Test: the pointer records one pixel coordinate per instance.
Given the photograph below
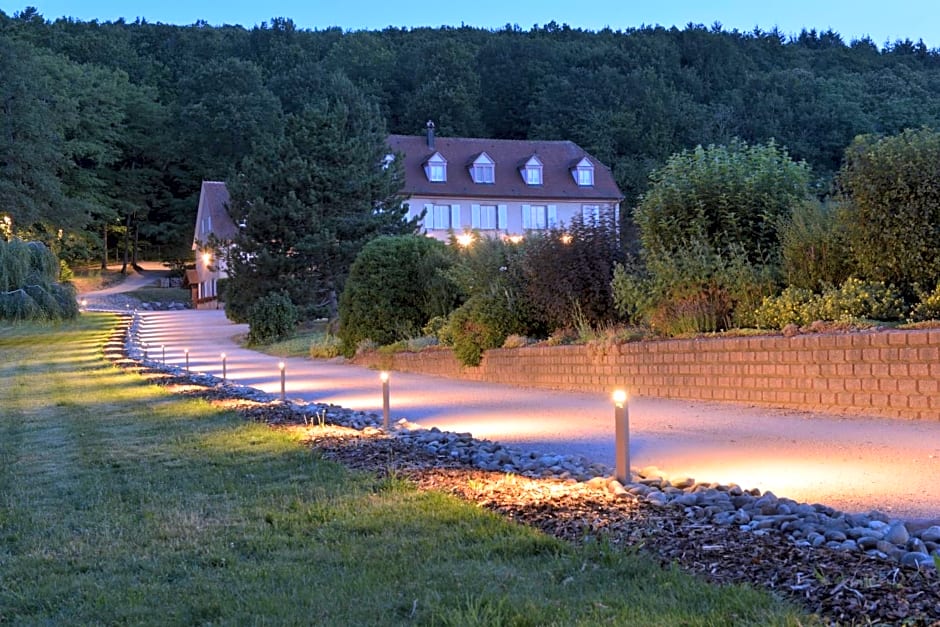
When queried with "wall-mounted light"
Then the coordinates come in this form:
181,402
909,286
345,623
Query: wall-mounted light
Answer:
385,409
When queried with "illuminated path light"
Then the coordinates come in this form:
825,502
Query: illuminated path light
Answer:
386,420
621,437
852,463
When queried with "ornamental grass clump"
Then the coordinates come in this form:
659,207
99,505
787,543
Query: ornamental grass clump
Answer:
29,284
929,306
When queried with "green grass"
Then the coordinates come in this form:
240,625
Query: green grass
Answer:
120,503
161,295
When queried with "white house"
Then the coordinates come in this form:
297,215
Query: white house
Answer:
501,187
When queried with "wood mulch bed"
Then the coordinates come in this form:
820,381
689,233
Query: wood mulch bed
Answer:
842,587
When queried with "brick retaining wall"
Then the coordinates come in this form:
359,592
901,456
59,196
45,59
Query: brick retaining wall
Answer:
886,373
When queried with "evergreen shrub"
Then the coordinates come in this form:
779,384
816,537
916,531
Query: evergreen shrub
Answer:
853,300
395,286
929,306
271,318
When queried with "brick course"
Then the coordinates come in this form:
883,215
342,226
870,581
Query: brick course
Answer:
887,373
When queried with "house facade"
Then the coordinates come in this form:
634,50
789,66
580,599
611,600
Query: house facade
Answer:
214,226
500,187
463,186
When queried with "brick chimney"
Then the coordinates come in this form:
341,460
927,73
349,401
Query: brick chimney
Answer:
430,134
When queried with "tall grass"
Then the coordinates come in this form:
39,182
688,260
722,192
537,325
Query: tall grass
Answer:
120,503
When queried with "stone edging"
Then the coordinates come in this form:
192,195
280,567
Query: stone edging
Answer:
874,534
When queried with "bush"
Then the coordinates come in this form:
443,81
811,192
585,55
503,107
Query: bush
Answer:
567,272
482,323
326,347
632,292
724,197
929,306
28,283
695,290
892,209
271,318
857,299
794,305
814,247
853,300
394,287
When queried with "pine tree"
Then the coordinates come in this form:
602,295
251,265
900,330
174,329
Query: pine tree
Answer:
310,203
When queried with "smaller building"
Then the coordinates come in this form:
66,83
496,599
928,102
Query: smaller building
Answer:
214,230
501,187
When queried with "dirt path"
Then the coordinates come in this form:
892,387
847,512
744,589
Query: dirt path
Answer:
854,464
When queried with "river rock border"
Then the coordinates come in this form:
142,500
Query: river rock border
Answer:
806,525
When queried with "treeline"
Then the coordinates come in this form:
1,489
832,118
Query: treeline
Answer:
109,128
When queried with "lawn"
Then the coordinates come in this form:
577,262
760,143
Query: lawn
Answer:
121,503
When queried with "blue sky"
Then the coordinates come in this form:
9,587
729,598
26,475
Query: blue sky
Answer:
880,20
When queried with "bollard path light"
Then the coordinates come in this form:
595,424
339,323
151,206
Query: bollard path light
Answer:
622,436
385,418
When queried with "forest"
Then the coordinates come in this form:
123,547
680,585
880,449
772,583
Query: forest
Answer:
109,128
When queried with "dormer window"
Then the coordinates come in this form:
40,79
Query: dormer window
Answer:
483,169
532,171
583,173
435,168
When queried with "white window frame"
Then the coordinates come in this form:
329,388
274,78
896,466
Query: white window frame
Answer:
583,173
483,170
483,173
532,171
538,217
585,177
435,168
485,217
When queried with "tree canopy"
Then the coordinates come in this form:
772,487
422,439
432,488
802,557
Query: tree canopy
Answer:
111,126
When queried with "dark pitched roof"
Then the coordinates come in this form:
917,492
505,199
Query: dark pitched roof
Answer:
557,158
213,201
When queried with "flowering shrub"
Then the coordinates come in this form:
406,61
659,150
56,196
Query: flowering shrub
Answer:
929,306
853,300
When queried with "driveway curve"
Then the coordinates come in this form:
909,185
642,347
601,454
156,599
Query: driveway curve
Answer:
854,464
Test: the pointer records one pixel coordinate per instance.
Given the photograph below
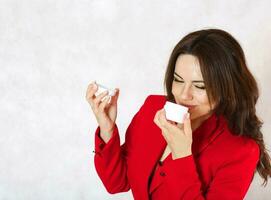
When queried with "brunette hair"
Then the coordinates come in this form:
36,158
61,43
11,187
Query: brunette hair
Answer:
228,82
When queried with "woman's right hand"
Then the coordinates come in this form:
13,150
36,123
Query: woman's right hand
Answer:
105,112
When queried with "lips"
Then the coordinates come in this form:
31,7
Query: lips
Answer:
189,106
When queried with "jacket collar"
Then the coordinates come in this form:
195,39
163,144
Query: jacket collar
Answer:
207,132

_ _ _ _

§ WHAT THE TASK REQUIRES: Locate each line of the listing above that contains the word "right", and copy those lines out in full.

§ OUTPUT OF THE TASK:
When queried with "woman's right hand"
Query: woman's right hand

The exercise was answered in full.